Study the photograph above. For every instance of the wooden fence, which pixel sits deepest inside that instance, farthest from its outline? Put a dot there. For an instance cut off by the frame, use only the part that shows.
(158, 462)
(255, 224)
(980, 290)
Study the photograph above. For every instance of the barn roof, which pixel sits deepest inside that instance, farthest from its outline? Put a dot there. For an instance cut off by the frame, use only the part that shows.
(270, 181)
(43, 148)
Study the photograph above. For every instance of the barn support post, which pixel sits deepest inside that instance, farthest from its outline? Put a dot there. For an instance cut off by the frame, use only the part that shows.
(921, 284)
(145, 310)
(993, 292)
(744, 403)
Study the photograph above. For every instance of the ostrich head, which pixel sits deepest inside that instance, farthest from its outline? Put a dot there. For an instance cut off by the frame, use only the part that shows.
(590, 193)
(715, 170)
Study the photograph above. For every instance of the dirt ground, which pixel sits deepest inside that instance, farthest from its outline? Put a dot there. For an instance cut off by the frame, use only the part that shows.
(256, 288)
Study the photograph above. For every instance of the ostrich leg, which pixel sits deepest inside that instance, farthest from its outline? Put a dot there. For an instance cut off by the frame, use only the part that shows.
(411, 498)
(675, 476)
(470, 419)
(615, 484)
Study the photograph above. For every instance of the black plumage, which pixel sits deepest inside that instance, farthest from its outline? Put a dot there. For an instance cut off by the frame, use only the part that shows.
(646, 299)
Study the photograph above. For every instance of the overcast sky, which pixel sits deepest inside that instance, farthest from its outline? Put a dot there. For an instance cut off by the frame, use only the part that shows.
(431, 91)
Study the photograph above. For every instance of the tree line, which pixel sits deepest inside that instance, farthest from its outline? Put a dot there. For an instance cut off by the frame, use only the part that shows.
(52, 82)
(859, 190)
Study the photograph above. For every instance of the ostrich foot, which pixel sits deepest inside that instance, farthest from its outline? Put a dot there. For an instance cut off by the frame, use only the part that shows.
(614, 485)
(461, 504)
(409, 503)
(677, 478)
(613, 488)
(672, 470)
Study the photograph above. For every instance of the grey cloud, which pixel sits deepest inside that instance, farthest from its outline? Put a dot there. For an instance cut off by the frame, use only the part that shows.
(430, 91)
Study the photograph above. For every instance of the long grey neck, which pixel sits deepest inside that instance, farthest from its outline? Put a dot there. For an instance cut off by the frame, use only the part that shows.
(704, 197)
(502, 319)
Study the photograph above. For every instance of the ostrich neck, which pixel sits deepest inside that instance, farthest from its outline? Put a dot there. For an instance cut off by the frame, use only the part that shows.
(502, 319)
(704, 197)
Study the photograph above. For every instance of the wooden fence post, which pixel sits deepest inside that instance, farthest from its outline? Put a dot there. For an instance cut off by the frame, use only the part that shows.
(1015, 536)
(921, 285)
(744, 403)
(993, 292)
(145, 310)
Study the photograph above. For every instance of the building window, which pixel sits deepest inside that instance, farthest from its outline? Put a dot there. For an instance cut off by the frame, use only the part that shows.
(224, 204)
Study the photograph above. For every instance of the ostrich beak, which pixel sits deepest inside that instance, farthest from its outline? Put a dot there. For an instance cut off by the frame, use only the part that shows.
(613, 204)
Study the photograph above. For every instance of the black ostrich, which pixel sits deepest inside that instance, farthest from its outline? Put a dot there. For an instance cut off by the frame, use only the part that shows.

--

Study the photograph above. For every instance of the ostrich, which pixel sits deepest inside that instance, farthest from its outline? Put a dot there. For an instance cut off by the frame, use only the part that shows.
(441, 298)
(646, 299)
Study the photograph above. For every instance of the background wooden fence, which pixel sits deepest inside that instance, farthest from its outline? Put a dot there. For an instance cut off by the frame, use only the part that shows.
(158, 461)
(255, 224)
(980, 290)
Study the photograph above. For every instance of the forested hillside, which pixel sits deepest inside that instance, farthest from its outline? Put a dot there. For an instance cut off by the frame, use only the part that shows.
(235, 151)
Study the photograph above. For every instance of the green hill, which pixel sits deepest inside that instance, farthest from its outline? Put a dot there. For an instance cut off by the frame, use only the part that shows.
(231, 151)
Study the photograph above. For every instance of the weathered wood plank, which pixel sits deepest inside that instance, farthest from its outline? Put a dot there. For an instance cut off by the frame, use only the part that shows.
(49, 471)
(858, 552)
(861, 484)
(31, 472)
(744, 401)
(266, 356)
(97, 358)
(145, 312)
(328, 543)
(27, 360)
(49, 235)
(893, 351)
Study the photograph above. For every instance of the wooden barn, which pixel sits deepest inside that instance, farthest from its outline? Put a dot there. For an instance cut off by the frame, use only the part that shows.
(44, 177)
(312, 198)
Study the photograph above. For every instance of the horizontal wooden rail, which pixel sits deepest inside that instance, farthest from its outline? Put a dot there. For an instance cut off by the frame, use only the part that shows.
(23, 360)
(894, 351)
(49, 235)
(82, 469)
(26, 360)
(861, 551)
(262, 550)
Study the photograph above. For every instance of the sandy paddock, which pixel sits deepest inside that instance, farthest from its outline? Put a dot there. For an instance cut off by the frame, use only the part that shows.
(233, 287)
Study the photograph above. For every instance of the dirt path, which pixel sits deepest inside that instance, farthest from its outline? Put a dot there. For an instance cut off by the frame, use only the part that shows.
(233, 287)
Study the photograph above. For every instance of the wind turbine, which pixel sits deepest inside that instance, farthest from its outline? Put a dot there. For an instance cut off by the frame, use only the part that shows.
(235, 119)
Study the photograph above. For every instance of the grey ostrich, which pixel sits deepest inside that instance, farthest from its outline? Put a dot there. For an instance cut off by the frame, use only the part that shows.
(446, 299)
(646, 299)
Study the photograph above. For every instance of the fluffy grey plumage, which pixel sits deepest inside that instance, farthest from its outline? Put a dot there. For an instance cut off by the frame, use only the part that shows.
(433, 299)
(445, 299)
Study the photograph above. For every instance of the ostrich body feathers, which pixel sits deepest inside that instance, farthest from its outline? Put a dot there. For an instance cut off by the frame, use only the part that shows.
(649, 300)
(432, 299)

* _ASSIGNMENT_
Look through the material above and print exactly the lines from the one containing "Study the photograph above. For every instance of the long" to the one containing "black ostrich, which", both included, and nothing more.

* _ANSWER BOX_
Study the photograph above. For every instance of the long grey neck, which pixel sits deepest inside that instance, farthest from its outline? Put a dot there. For an instance cut off by the frame, use only the part that shows.
(704, 197)
(502, 319)
Study the photograph above. For every instance of the ostrich neck, which pixel sits deepest inside that instance, farthest from its outline? Put a dot there. For an instance cut off by the frame, use only the part that shows.
(502, 319)
(704, 197)
Study the photograph above. For every instance of the wooden fence post, which pixel sits deepest inside that instance, farthest from its outline? Put a dot there. For an instance cut off by the frame, use only the part that shows.
(1015, 536)
(921, 285)
(744, 403)
(993, 292)
(145, 310)
Study the photograph above. For every instance of the building window, which pixel sits deepest inside that instance, farthest from its outline? Put a dot there. For an instance cut off by the frame, use only the part that shows.
(224, 204)
Study the photograph above. For every instance of the ostrich beak, which pixel sits deepest inside that instance, farthest from its outline? Put a dot there. For an instance cut off by the frame, use only the part that shows.
(613, 204)
Study the photograph above. For every instance of the black ostrich, which pixel sits deepest inside that instance, farthest from its outline? Put a dot there. For an instance cut off by the frame, use only the part that shows.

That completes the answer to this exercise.